# Text section
Wednesday, February 19, 2003

Chicken Cacciatore

The classic Italian dish just chicken slow-cooked in tomato sauce laced with vegetables and a splash of wine, way more than the sum of its parts. Often called Hunter's Stew, mine is an old family recipe from my Lithuanian aunt - yes, Lithuanian, no, not Italian - but still very tasty!

Chicken Cacciatore ♥

At my house, we call this recipe “Kitchen Catch” for short whenever cooking up a big pot of Chicken Cacciatore [pronounced catch–a–TOE–ree], a home-style Italian chicken stew.

My recipe is adapted from a favorite “little girl” dish made by my dear Auntie Karen on special occasions, including, by personal request, on my birthday! I remember walking into her house anxious for the first whiffs of pungent onion and tomato and especially, luscious garlic.

Garlic is so common now-a-days, it's hard to imagine how glamorous and worldly garlic seemed to a teenager in the Midwest during the 1970s!

No wonder I turned out to be a devoted home cook and dedicated foodie!

# Data segment
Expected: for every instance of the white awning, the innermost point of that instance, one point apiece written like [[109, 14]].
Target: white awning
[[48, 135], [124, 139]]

# Exercise objective
Reproduce word for word everything in the Chicken Cacciatore text from "My recipe is" down to "and dedicated foodie!".

# Task answer
My recipe is adapted from a favorite “little girl” dish made by my dear Auntie Karen on special occasions, including, by personal request, on my birthday! I remember walking into her house anxious for the first whiffs of pungent onion and tomato and especially, luscious garlic.

Garlic is so common now-a-days, it's hard to imagine how glamorous and worldly garlic seemed to a teenager in the Midwest during the 1970s!

No wonder I turned out to be a devoted home cook and dedicated foodie!